_Text provided:_
Having gone to 1-3 movies a week for a few years pre-pandemic, attending a large amount of films in theaters since they reopened, and doing whatever I can to go to every “event movie” on opening night I’d like to argue not only are all of those ideas false, but they are some of the most special moments cinema has to offer.

At the risk of sounding like the Nicole Kidman meme, going to Spider-man last night was one of the craziest theatre experiences I’ve ever had. The sound and picture were unbeatable, but the excitement of the crowd was really the most fun part. The stories and moments that move us to the point where we audibly clap, cheer, and cry at a screen are movies and stories worth remembering.

_Work to complete:_
1. In the piece on moviegoing, what does the writer call the most fun part of seeing Spider-Man?
2. Continue the piece on moviegoing from its last sentence.
The records that follow come from a separate source and are unrelated to the piece on moviegoing.

_Entries supplied:_
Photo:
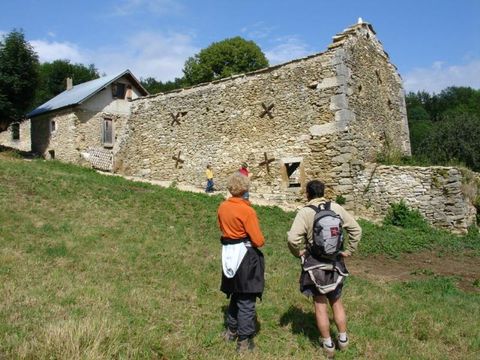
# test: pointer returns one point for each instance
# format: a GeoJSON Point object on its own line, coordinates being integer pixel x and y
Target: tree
{"type": "Point", "coordinates": [223, 59]}
{"type": "Point", "coordinates": [445, 127]}
{"type": "Point", "coordinates": [18, 78]}
{"type": "Point", "coordinates": [53, 75]}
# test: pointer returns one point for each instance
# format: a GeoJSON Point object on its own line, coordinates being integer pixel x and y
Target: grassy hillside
{"type": "Point", "coordinates": [98, 267]}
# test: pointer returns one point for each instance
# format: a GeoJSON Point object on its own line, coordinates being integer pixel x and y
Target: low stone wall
{"type": "Point", "coordinates": [443, 195]}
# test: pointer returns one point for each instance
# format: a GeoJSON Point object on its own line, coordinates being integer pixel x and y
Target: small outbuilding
{"type": "Point", "coordinates": [83, 123]}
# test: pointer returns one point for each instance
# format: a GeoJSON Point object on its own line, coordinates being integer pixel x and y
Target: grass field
{"type": "Point", "coordinates": [98, 267]}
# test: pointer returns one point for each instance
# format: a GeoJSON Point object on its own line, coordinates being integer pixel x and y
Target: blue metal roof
{"type": "Point", "coordinates": [81, 92]}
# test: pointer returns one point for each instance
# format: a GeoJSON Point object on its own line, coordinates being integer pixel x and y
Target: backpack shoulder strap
{"type": "Point", "coordinates": [316, 208]}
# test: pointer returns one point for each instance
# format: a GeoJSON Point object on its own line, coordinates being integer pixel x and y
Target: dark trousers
{"type": "Point", "coordinates": [241, 315]}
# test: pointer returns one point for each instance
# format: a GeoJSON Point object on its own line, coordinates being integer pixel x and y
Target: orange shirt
{"type": "Point", "coordinates": [237, 219]}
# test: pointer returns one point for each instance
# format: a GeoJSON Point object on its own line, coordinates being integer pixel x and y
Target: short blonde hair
{"type": "Point", "coordinates": [238, 184]}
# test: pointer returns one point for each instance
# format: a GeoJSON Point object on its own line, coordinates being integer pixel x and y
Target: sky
{"type": "Point", "coordinates": [433, 43]}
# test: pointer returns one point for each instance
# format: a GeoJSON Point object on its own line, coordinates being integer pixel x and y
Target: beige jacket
{"type": "Point", "coordinates": [302, 228]}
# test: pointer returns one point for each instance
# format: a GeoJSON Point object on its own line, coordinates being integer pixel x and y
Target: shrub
{"type": "Point", "coordinates": [399, 214]}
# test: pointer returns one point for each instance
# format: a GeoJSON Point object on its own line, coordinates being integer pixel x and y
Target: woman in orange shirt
{"type": "Point", "coordinates": [243, 263]}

_Answers given:_
1. The excitement of the crowd.

2.
In every other art form, we always hear the artists talking about wanting to make people feel something. To feel something means we are alive. The movies is a place where thousands of artists at the top of their game come together to create one piece of art to make millions of people feel something together. It doesn’t matter if its a superhero movie, a hallmark Christmas movie, or an indie arthouse picture. The feelings they give us are real, add value to our lives, and often bring new perspectives and experiences into our every day reality. Besides the actual content of the film itself, there are feelings we get through these movies in connection to our everyday lives that may not be part of the story the filmmakers are telling. The cinema is often the place of first dates. It’s where love is born and dreams are made and where people come to experience something remarkable together.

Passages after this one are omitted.